Dataset records:
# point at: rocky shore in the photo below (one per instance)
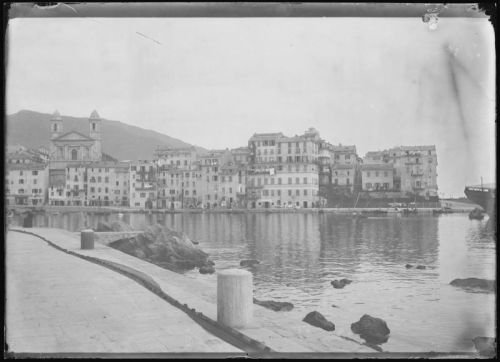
(162, 246)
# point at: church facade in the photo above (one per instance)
(73, 146)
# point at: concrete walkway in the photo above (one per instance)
(60, 303)
(279, 330)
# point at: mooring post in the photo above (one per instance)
(87, 239)
(234, 297)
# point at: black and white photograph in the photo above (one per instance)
(250, 180)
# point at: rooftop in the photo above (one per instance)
(377, 166)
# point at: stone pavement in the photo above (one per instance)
(279, 331)
(60, 303)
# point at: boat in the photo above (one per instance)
(484, 195)
(442, 210)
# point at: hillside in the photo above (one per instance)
(119, 140)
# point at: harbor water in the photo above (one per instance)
(301, 253)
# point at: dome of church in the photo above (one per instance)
(56, 115)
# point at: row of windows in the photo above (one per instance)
(34, 173)
(377, 186)
(290, 192)
(270, 181)
(33, 191)
(368, 174)
(21, 181)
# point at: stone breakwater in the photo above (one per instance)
(162, 246)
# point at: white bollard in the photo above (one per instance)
(87, 239)
(234, 297)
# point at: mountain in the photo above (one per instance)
(120, 140)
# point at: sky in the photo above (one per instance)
(214, 82)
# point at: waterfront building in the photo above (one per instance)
(345, 155)
(107, 184)
(233, 185)
(377, 177)
(241, 155)
(70, 147)
(209, 165)
(344, 176)
(26, 183)
(143, 184)
(283, 171)
(74, 146)
(182, 158)
(415, 169)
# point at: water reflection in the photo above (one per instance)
(301, 254)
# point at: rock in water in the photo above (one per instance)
(339, 284)
(372, 330)
(160, 244)
(249, 262)
(276, 306)
(486, 346)
(113, 226)
(207, 269)
(476, 214)
(475, 283)
(318, 320)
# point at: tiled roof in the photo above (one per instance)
(26, 166)
(377, 166)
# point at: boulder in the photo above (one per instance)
(207, 269)
(113, 226)
(476, 214)
(339, 284)
(249, 262)
(486, 346)
(475, 283)
(318, 320)
(165, 247)
(372, 330)
(276, 306)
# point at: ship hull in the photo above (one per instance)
(484, 197)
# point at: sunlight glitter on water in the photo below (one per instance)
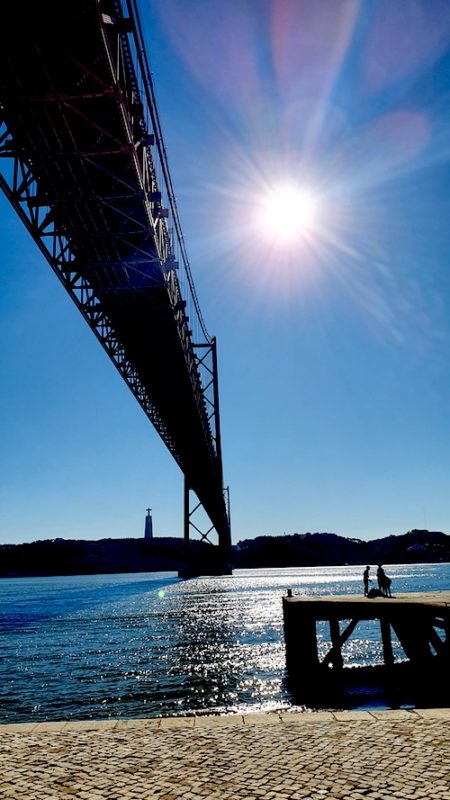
(151, 644)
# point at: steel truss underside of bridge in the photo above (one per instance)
(76, 144)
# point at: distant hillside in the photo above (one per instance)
(80, 557)
(329, 549)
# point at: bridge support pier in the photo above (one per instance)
(215, 562)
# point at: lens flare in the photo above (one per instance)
(287, 213)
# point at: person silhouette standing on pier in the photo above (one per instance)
(366, 581)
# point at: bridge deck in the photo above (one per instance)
(73, 101)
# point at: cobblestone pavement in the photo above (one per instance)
(278, 756)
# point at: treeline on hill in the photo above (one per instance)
(83, 557)
(329, 549)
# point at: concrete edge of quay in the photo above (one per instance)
(249, 719)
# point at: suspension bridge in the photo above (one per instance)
(83, 163)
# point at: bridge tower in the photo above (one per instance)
(148, 534)
(84, 165)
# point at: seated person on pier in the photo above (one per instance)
(366, 581)
(384, 583)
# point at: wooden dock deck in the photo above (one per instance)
(419, 620)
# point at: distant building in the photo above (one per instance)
(148, 525)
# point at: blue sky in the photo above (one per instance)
(334, 348)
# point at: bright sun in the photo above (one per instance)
(287, 213)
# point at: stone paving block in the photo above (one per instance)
(261, 719)
(177, 722)
(50, 726)
(126, 724)
(217, 722)
(225, 758)
(90, 724)
(352, 716)
(433, 713)
(17, 727)
(391, 713)
(301, 717)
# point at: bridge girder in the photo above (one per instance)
(81, 144)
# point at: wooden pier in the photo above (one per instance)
(420, 621)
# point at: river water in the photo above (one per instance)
(150, 644)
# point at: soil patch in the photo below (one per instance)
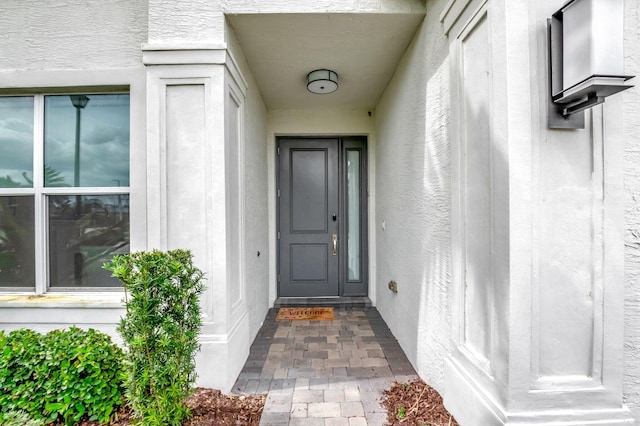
(212, 407)
(415, 403)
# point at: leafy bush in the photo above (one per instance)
(19, 418)
(64, 375)
(160, 331)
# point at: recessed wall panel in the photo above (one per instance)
(185, 166)
(477, 190)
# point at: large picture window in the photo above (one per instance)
(64, 190)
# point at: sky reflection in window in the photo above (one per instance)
(16, 142)
(103, 141)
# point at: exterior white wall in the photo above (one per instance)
(66, 45)
(70, 34)
(412, 223)
(631, 106)
(254, 194)
(553, 293)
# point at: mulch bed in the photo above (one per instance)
(212, 407)
(415, 403)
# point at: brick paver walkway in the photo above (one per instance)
(325, 373)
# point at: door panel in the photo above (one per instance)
(309, 209)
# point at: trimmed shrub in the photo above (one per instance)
(64, 375)
(160, 331)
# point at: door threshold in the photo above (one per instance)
(336, 302)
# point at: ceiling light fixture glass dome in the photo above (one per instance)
(322, 81)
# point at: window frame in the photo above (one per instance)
(40, 192)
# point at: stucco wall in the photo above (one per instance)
(631, 113)
(413, 201)
(72, 34)
(255, 197)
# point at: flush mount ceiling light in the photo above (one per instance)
(322, 81)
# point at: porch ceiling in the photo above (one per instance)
(364, 49)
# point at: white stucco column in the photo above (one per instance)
(537, 234)
(192, 195)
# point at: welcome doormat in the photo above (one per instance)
(293, 314)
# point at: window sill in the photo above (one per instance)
(59, 300)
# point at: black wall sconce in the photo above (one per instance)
(586, 61)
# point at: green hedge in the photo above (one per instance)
(61, 376)
(160, 332)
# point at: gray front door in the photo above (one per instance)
(314, 225)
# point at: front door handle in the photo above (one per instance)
(335, 244)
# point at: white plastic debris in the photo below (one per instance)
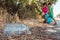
(15, 29)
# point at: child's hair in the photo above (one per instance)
(44, 3)
(49, 3)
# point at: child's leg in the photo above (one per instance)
(54, 21)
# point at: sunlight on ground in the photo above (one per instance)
(56, 8)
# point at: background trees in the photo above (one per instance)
(24, 8)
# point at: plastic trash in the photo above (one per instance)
(49, 20)
(15, 29)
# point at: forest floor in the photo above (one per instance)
(38, 30)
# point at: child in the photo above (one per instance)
(51, 12)
(45, 10)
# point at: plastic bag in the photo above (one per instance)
(15, 29)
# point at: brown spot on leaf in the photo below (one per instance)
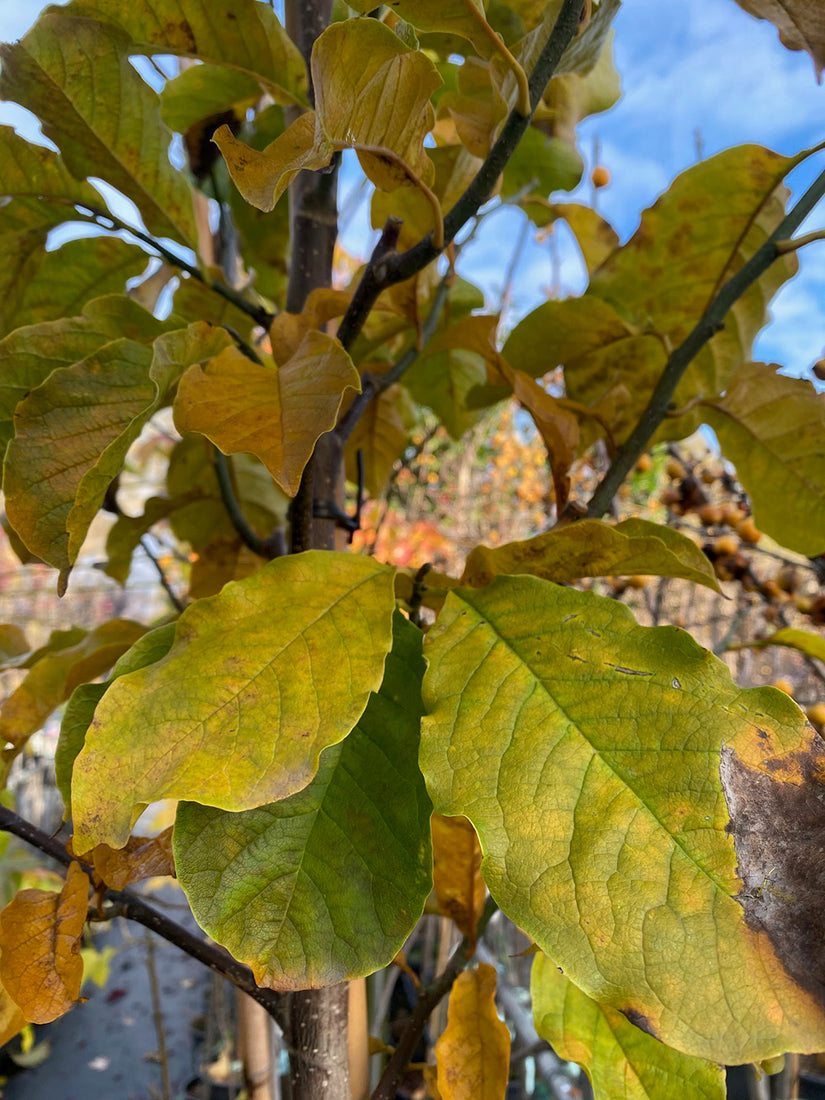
(639, 1020)
(778, 826)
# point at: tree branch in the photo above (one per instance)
(712, 321)
(131, 905)
(399, 266)
(427, 1001)
(259, 315)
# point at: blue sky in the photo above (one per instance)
(697, 66)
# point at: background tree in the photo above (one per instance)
(653, 828)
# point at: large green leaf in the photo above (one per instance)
(29, 354)
(75, 75)
(323, 886)
(276, 414)
(72, 435)
(586, 750)
(591, 548)
(69, 658)
(68, 277)
(648, 295)
(772, 428)
(80, 707)
(260, 680)
(235, 33)
(622, 1060)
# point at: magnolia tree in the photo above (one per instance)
(326, 719)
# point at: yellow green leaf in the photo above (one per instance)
(40, 938)
(648, 295)
(59, 283)
(204, 91)
(80, 707)
(68, 659)
(772, 428)
(473, 1053)
(373, 90)
(361, 827)
(253, 688)
(12, 1020)
(75, 75)
(805, 641)
(276, 414)
(238, 34)
(74, 430)
(622, 1062)
(457, 879)
(29, 355)
(591, 548)
(586, 752)
(801, 24)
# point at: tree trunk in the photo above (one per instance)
(315, 1021)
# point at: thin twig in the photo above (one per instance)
(711, 322)
(176, 602)
(427, 1001)
(268, 548)
(109, 221)
(376, 384)
(395, 267)
(131, 905)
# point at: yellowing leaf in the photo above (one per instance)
(326, 884)
(622, 1060)
(143, 857)
(276, 414)
(648, 295)
(473, 1053)
(591, 548)
(12, 1020)
(40, 938)
(56, 669)
(586, 752)
(801, 24)
(73, 433)
(241, 35)
(457, 879)
(262, 177)
(75, 75)
(373, 90)
(772, 428)
(260, 679)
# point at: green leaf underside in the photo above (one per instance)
(28, 355)
(585, 751)
(622, 1060)
(323, 886)
(59, 283)
(260, 679)
(591, 548)
(73, 433)
(241, 35)
(649, 293)
(75, 75)
(772, 428)
(80, 707)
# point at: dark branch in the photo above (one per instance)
(681, 359)
(427, 1001)
(125, 903)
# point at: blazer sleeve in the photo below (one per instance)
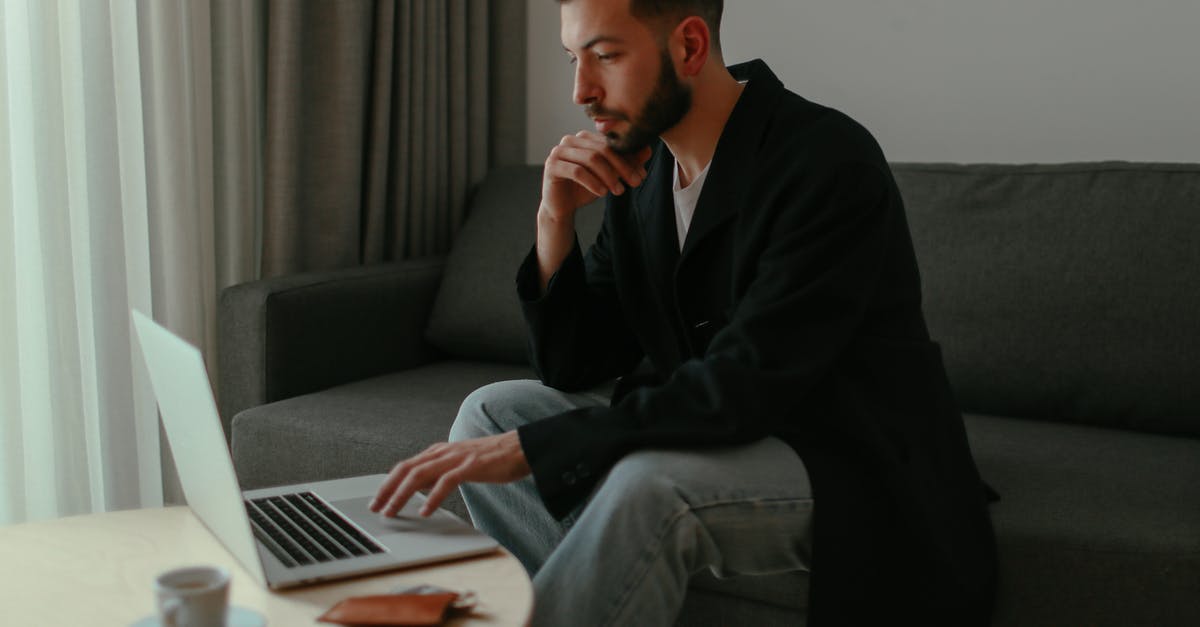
(577, 332)
(815, 280)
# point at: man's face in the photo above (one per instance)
(623, 77)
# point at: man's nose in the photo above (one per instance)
(586, 88)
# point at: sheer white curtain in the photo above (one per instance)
(113, 151)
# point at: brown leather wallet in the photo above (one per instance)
(399, 610)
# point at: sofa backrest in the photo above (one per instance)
(1067, 292)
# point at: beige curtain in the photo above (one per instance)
(130, 150)
(379, 117)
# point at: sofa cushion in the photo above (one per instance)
(477, 314)
(1065, 292)
(359, 428)
(1097, 524)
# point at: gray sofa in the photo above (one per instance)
(1066, 298)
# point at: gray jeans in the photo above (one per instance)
(659, 515)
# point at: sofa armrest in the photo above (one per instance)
(291, 335)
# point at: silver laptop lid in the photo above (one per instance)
(193, 429)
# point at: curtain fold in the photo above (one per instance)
(129, 177)
(73, 436)
(381, 117)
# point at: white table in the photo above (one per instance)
(99, 569)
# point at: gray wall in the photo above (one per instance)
(965, 81)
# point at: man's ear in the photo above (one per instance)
(695, 39)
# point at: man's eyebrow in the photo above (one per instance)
(601, 39)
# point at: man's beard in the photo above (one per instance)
(666, 106)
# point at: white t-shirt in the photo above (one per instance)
(685, 201)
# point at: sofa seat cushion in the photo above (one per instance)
(1098, 524)
(359, 428)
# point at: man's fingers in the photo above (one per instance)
(580, 174)
(449, 482)
(401, 471)
(588, 160)
(419, 477)
(600, 154)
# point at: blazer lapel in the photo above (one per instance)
(733, 161)
(654, 207)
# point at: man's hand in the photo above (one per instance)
(445, 465)
(582, 167)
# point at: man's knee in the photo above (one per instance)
(493, 408)
(642, 479)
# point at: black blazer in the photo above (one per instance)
(793, 310)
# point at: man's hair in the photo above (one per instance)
(672, 12)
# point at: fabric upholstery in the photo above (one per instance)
(291, 335)
(1065, 292)
(1096, 524)
(477, 314)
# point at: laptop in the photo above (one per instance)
(294, 535)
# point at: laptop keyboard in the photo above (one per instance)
(301, 530)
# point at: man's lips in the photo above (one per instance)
(604, 124)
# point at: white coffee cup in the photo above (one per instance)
(192, 597)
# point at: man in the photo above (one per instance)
(780, 406)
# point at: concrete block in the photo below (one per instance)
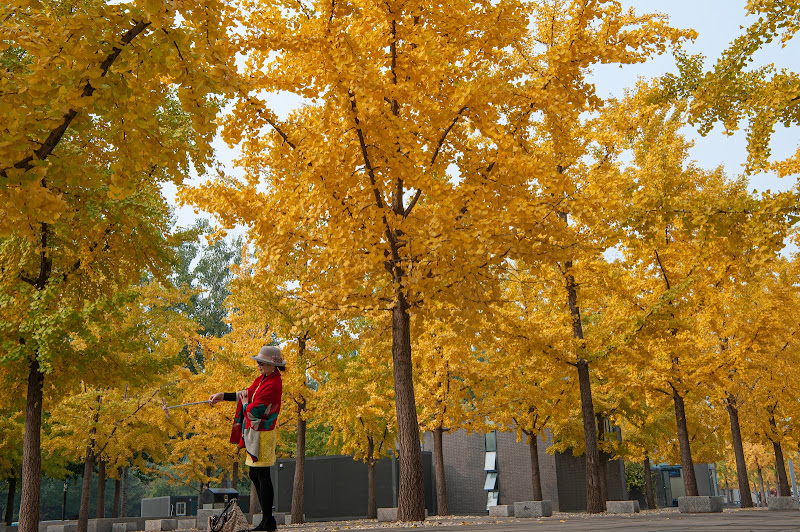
(702, 504)
(533, 509)
(501, 510)
(782, 503)
(69, 527)
(203, 515)
(159, 525)
(187, 523)
(124, 527)
(384, 514)
(622, 507)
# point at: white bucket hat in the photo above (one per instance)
(269, 354)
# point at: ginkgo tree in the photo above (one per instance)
(398, 180)
(356, 400)
(739, 90)
(138, 348)
(690, 234)
(100, 100)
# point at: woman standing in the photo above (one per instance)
(257, 410)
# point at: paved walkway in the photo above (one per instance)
(651, 521)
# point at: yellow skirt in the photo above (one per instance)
(268, 439)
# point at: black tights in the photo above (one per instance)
(263, 483)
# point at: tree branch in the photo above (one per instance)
(56, 134)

Given task: Rewrite the data from the line that contains "# point at: man's knee" through the end of the data, both included, replacing "ginkgo tree" with "maidenhair tree" and keeping everything else the same. Leave the pictures out of your answer.

Worked solution:
# point at: man's knee in the photo above (one per instance)
(493, 408)
(642, 479)
# point at: black blazer in the photo above (one per instance)
(793, 310)
# point at: man's hair in the photo above (one per instance)
(672, 12)
# point at: fabric upholstery in the photo above (one per instance)
(291, 335)
(1065, 292)
(1096, 524)
(477, 314)
# point at: laptop in the photo above (one per instance)
(294, 535)
# point at: laptop keyboard in the photo above (one per instance)
(301, 530)
# point at: man's lips in the photo above (one per instance)
(604, 124)
# point at: white coffee cup in the photo above (one per instance)
(192, 597)
# point at: man in the photo above (one per instance)
(780, 406)
# point at: concrete block in the photo below (one per instance)
(702, 504)
(533, 509)
(501, 510)
(782, 503)
(69, 527)
(203, 515)
(159, 525)
(187, 523)
(124, 527)
(384, 514)
(622, 507)
# point at: white bucket hat in the photo above (one per instance)
(269, 354)
# point at: maidenhair tree in the photo above (one per instance)
(398, 180)
(356, 400)
(739, 90)
(138, 348)
(690, 234)
(100, 100)
# point at: woman standing in the photo above (one per instance)
(257, 410)
# point at: paved walkway in the photo above (one per instance)
(651, 521)
# point at: yellow skirt in the photo above (one per instance)
(268, 439)
# point at: black tights in the photo above (one per instance)
(263, 483)
# point at: tree branch in the photo above (one per instance)
(56, 134)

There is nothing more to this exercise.